> ACTION ITEM: Word for word, repeat the records, leaving every picture behind.

Top of INFORMATION PROVIDED

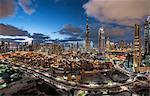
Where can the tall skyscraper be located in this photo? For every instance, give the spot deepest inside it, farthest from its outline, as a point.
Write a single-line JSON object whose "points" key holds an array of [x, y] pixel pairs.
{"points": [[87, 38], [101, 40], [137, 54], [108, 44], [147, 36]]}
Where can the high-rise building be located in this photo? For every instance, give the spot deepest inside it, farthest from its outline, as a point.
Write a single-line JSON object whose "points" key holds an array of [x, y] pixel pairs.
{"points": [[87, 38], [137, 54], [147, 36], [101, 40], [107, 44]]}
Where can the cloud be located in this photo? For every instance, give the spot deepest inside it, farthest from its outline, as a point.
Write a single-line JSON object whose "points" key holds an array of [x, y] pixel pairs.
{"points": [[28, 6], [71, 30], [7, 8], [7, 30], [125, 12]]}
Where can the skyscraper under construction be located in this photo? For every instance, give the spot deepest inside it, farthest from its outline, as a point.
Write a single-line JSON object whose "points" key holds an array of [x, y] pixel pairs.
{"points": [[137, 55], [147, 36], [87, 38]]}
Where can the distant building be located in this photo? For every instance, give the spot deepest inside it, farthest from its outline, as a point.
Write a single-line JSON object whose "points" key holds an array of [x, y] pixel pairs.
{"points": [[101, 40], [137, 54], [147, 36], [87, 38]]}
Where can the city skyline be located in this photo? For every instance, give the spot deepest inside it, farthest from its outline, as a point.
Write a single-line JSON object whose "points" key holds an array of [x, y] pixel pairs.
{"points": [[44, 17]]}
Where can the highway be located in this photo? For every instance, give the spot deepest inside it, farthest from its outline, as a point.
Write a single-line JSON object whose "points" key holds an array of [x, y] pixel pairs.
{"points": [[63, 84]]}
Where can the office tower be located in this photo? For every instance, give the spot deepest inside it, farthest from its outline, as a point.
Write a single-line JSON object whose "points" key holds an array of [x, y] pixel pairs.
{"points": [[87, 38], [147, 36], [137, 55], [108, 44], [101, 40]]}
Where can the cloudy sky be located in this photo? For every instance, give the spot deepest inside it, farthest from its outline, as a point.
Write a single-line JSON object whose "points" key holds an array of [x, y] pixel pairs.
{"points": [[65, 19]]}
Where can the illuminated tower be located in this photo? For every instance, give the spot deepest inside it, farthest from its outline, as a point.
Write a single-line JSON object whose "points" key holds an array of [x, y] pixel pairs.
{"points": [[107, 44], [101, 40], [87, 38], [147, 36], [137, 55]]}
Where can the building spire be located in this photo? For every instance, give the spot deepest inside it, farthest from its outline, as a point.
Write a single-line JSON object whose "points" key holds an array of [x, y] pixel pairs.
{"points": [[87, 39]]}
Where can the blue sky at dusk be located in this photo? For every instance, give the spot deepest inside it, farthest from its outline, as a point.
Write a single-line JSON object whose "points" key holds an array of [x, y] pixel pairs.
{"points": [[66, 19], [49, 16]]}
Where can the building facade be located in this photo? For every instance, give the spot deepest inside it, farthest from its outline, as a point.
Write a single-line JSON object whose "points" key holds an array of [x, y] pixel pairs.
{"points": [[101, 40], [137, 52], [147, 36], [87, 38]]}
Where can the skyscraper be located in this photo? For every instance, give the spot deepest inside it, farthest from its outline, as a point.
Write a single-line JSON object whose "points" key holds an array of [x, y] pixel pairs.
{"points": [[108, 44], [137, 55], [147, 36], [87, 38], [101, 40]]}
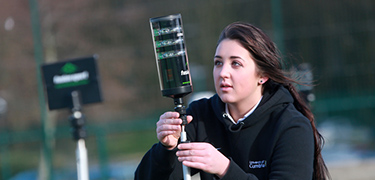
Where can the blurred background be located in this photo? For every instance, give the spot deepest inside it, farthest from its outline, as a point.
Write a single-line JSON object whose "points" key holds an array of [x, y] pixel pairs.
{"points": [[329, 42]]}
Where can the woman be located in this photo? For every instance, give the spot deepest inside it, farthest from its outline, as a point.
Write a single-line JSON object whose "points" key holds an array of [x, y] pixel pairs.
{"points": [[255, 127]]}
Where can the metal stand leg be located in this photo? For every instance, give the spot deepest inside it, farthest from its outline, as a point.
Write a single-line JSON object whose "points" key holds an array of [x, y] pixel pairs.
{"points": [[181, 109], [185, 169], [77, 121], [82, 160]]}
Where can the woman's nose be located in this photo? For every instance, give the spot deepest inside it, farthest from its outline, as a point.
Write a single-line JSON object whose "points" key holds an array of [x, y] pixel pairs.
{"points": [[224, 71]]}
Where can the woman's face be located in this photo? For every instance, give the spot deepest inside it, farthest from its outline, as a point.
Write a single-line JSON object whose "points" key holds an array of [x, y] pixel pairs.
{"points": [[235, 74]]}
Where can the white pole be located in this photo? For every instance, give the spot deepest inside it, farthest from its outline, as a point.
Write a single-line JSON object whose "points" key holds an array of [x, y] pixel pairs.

Bottom of INFORMATION PROVIDED

> EXPECTED ANSWER:
Where can the tall skyscraper be located in this photo? For every instance, give the spot deepest inside it, farthest from its outline, as a point.
Write a single-line JSON object whose "points" key holds an array of [x, y] pixel pairs.
{"points": [[87, 38], [101, 40], [137, 54], [108, 44], [147, 36]]}
Where can the high-rise building be located in this photo? For every instance, give the spot deepest inside it, farthest from its outline, as a point.
Write a single-line JSON object whose "points" key holds an array of [x, y] pixel pairs.
{"points": [[87, 38], [137, 54], [147, 36], [101, 40], [107, 44]]}
Where can the cloud be located in this photo? For every instance, give the spot deepest inside it, farthest from its outline, as a point.
Write a single-line JSON object whose "points" key holds an array of [x, y] pixel pairs.
{"points": [[28, 6], [71, 30], [7, 8], [7, 30], [125, 12]]}
Where can the skyscraper under construction be located in this photo? For every instance, give the spot deepest inside it, farthest from its outline, as a point.
Write a single-line JSON object whose "points" key holds an array of [x, y] pixel pairs.
{"points": [[137, 55], [147, 36], [87, 38]]}
Where can the distant building be located in this photo? For every instance, give the spot deepest inside it, farthest from its outline, as a point.
Write a single-line JSON object whose "points" key holds an array of [x, y] pixel pairs.
{"points": [[101, 40], [137, 54], [147, 36], [87, 38]]}
Where can the city skyline be located in this photo? For every instance, give the spot deepest inside it, farthest from its outline, as a point.
Write a single-line JSON object whose "points" key holds an array of [x, y] pixel pairs.
{"points": [[44, 17]]}
Where can the highway be located in this photo? For every instance, give the spot deepest inside it, farthest from its outline, as a point.
Write a single-line JSON object whose "points" key holds an array of [x, y] pixel pairs.
{"points": [[63, 84]]}
Where can the office tower be located in this photo? For every instance, give the spot deepest inside it, farthest from its outline, as a point.
Write a single-line JSON object whose "points" key holds an array of [x, y] pixel pairs.
{"points": [[87, 38], [147, 36], [137, 55], [108, 44], [101, 40]]}
Where can the cloudy sky be located in this photo? For every instance, give the spot deepest inside it, farthest from its outline, as a point.
Write a single-line JSON object whose "points" key holds an array of [x, y] pixel pairs.
{"points": [[65, 19]]}
Where can the illuminated tower be located in this photo? For every instance, give the spot deepest inside it, farthest from its outline, as a point.
Write a single-line JSON object whose "points" key holds an array of [x, y] pixel pairs.
{"points": [[107, 44], [101, 40], [87, 38], [147, 36], [137, 55]]}
Where can the building spire be located in this photo? For every instance, give the spot deepest inside it, farthest from its outline, as a point.
Write a single-line JSON object whose "points" key holds an array of [x, y] pixel pairs.
{"points": [[87, 39]]}
Where can the blue sky at dusk be located in this photo? For every instance, give the spot deepest inside it, farthest from its outline, as a point.
Write a single-line JSON object whose "points" key holds an array of [x, y] pixel pairs.
{"points": [[66, 19], [49, 16]]}
Where can the building facade be located in this photo? For every instance, give the spot deepest inside it, farthest from its outline, as a point.
Write a single-line JSON object whose "points" key holds an array of [x, y] pixel pairs.
{"points": [[101, 40], [137, 52], [147, 36], [87, 38]]}
Where can the skyscraper be located in this photo? For every instance, give the spot deepest inside it, farthest from its outline, as a point.
Write a single-line JSON object whose "points" key holds an array of [x, y] pixel pairs.
{"points": [[108, 44], [137, 55], [147, 36], [87, 38], [101, 40]]}
Where can the blurred background be located in this photo? For every instance, give the spot deepest inside it, farthest from its outline, as a point.
Write a single-line JSON object whose "points" key holds an array of [x, y] pixel pairs.
{"points": [[329, 42]]}
Where can the woman be located in this photo? For every instance, give the spot deepest inside it, farthest from its outline, as a point.
Write a single-line JSON object whose "points" key holds an array of [x, y] pixel pairs.
{"points": [[255, 127]]}
Where can the metal stand leg be located in this photo? For every instance, give the spot deepest inside it, farthest from its outline, as a point.
Write a single-line JSON object whose "points" key holds an array of [x, y] pixel pairs.
{"points": [[181, 109], [185, 169], [77, 121], [82, 160]]}
Where can the woman's nose be located in this photo? For every instance, give the spot deepest inside it, farthest from its outline, as a point.
Write a single-line JSON object whose "points" key holds an array of [x, y] pixel pairs.
{"points": [[224, 71]]}
Where can the woman's face be located in this photo? For every instance, give the spot deepest inside it, farthest from its outline, as a point.
Write a single-line JSON object whose "points" key holds an array of [x, y] pixel pairs.
{"points": [[235, 74]]}
Where can the white pole be located in this photo? For every instance, give the spot deepest inside it, farthest from its outline, as a point.
Write a single-line JSON object whose "points" key holds an array of [x, y] pixel pairs.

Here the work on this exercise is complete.